- Clone the repository
pip install -r requirements.txt
You can run the exmple python example.py
Full documentation can be found in the docs
folder
Semi - Supervised K - Means
class kmeans.KMeans(k, threshold=0.0001, max_iter=30, metric='euclidean', known_data=None, alpha=1, verbose=False)
Bases: "object"
Parameters:
-
k (int) -- The number of clusters
-
threshold (float) -- The convergance threshold (default: 0.0001)
-
max_iter (int) -- The max number of iterations if convergance did not reach (default: 30)
-
metric (str) -- The distance metric to use. Valid values are: "euclidean" (default), "manhattan", "chebyshev", "minkowski", "wminkowski", "seuclidean", "mahalanobis"
-
known_data -- A 2D array of indexes of known points. When using this parameter, every cluster that does not contains known labels should be represented as empty list. For example, if we have a dataset and we know some points for classes 1 and 3, we would have "
known_data=[np.array([1,2,3,4]), np.array([]), np.array([19,20,21])]
" -
alpha (float) -- When using semi supervised clustering, we can weigh the known data points differently. The range of this paremeter is between 0 <= alpha <= 1.
-
verbose (bool) -- Prints iterations and convergence rate when set to True (default: False)
fit(data)
Clusters the data
Parameters: data (np.ndarray) -- The data to cluster
fit_predict(data)
Clusteres the data and returns tha labelsParameters: data (np.ndarray) -- The data to cluster
Returns: The data labels
Return type: np.array
predict()

Stored data |
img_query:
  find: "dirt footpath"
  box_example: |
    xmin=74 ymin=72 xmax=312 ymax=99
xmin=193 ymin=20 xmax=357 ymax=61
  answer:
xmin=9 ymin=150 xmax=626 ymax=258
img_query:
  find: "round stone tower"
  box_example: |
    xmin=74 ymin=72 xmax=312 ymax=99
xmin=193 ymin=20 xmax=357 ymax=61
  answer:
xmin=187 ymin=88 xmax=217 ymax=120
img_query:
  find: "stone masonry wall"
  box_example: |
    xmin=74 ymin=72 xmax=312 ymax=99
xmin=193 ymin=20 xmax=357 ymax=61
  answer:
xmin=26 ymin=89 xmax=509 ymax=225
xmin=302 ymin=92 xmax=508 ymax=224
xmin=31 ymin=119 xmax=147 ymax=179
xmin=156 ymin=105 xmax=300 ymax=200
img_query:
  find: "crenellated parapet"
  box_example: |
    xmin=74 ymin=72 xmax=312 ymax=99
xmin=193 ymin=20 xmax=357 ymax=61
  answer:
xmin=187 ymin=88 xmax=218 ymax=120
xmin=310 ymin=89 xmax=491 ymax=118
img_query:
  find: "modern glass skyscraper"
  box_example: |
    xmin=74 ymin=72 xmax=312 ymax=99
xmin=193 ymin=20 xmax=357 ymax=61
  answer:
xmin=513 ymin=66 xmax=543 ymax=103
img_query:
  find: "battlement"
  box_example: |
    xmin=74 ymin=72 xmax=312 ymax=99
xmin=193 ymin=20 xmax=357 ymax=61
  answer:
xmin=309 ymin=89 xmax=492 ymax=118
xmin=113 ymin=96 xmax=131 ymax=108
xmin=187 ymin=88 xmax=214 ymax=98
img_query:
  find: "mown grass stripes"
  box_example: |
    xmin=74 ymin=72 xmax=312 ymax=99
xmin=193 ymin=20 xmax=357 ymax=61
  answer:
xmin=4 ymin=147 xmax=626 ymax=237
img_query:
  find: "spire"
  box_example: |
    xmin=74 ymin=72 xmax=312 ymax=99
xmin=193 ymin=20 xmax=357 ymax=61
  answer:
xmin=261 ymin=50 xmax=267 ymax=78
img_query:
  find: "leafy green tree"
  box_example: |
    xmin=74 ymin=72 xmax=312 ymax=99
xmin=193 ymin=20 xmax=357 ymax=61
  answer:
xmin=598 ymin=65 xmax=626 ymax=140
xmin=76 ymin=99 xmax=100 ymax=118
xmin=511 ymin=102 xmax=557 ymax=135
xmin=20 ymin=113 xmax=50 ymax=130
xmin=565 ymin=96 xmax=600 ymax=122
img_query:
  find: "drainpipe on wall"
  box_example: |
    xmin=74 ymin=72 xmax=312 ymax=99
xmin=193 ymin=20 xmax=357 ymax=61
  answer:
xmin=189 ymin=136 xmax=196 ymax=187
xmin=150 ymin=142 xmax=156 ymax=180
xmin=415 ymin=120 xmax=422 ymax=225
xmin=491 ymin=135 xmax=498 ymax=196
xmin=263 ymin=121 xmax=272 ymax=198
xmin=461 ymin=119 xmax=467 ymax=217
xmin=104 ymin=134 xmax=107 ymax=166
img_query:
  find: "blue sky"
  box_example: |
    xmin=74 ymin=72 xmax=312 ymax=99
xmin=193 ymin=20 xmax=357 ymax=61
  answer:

Problems to solve |
[1] Answer the following from the K-Means documentation:
(a) What is the default value of max_iter?
(b) What does verbose print when it is set to True?
(c) What is the return type given for fit_predict?
[2] Print the stretch of the listing from its first line through the line containing "xmin=310 ymin=89 xmax=491 ymax=118", both included.
The documentation text and the listing are independent of each other.

Per-task answers |
[1]
(a) 30
(b) Iterations and convergence rate
(c) np.array

[2]
img_query:
  find: "dirt footpath"
  box_example: |
    xmin=74 ymin=72 xmax=312 ymax=99
xmin=193 ymin=20 xmax=357 ymax=61
  answer:
xmin=9 ymin=150 xmax=626 ymax=258
img_query:
  find: "round stone tower"
  box_example: |
    xmin=74 ymin=72 xmax=312 ymax=99
xmin=193 ymin=20 xmax=357 ymax=61
  answer:
xmin=187 ymin=88 xmax=217 ymax=120
img_query:
  find: "stone masonry wall"
  box_example: |
    xmin=74 ymin=72 xmax=312 ymax=99
xmin=193 ymin=20 xmax=357 ymax=61
  answer:
xmin=26 ymin=89 xmax=509 ymax=225
xmin=302 ymin=92 xmax=508 ymax=224
xmin=31 ymin=119 xmax=147 ymax=179
xmin=156 ymin=105 xmax=300 ymax=200
img_query:
  find: "crenellated parapet"
  box_example: |
    xmin=74 ymin=72 xmax=312 ymax=99
xmin=193 ymin=20 xmax=357 ymax=61
  answer:
xmin=187 ymin=88 xmax=218 ymax=120
xmin=310 ymin=89 xmax=491 ymax=118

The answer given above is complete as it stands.